• **Work item**: For the string "desk", report how many lines in the records below contain it, and nothing more.

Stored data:
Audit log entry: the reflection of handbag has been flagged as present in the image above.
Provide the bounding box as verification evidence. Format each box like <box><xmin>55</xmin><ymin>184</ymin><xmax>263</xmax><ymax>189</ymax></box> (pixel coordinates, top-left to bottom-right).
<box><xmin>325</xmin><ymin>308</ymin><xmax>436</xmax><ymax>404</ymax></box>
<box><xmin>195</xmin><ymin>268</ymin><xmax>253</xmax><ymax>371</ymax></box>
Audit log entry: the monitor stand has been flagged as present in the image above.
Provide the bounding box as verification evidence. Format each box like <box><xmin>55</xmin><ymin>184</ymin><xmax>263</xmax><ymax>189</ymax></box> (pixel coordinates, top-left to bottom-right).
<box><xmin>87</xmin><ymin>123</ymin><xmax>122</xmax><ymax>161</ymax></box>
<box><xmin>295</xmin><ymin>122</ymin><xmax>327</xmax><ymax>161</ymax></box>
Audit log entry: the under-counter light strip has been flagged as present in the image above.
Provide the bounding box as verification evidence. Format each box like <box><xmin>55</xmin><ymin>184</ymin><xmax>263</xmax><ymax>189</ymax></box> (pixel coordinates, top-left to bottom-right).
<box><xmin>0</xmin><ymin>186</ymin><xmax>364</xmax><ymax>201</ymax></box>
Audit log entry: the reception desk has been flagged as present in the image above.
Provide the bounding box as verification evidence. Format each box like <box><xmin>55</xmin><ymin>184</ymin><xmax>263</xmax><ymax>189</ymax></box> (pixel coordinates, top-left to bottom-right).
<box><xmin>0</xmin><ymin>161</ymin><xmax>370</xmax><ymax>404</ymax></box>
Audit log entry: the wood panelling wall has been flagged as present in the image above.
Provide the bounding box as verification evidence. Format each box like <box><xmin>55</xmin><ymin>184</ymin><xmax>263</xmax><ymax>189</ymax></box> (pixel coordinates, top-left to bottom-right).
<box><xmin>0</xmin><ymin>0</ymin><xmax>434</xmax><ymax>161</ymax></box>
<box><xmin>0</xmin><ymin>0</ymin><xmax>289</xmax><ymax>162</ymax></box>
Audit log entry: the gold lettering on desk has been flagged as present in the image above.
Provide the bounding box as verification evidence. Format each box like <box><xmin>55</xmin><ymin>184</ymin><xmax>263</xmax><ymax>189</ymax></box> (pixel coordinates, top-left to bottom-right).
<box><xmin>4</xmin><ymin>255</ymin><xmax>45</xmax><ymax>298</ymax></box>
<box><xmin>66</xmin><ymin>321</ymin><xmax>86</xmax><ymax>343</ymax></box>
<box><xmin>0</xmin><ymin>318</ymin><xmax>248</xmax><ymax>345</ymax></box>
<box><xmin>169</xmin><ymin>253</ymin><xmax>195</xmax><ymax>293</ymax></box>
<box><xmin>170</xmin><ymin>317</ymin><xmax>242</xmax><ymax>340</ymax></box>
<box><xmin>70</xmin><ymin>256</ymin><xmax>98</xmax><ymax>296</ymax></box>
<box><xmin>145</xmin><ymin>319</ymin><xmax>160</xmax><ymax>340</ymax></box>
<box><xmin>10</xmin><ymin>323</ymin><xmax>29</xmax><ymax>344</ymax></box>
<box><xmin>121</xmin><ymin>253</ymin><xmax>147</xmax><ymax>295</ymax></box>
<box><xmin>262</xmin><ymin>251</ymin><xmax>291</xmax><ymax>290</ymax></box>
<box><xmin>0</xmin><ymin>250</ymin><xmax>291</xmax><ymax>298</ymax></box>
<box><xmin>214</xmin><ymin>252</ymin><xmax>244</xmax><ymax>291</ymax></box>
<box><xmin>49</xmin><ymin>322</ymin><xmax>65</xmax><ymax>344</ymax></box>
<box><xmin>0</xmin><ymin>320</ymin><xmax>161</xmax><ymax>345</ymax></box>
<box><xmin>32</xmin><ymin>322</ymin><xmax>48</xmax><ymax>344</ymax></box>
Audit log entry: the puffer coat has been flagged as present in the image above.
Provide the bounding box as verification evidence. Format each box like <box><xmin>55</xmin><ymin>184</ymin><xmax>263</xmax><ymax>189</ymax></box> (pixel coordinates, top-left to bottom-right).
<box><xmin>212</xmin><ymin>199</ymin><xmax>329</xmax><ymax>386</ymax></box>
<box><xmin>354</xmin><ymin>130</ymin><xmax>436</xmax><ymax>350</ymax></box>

• **Exercise answer**: 2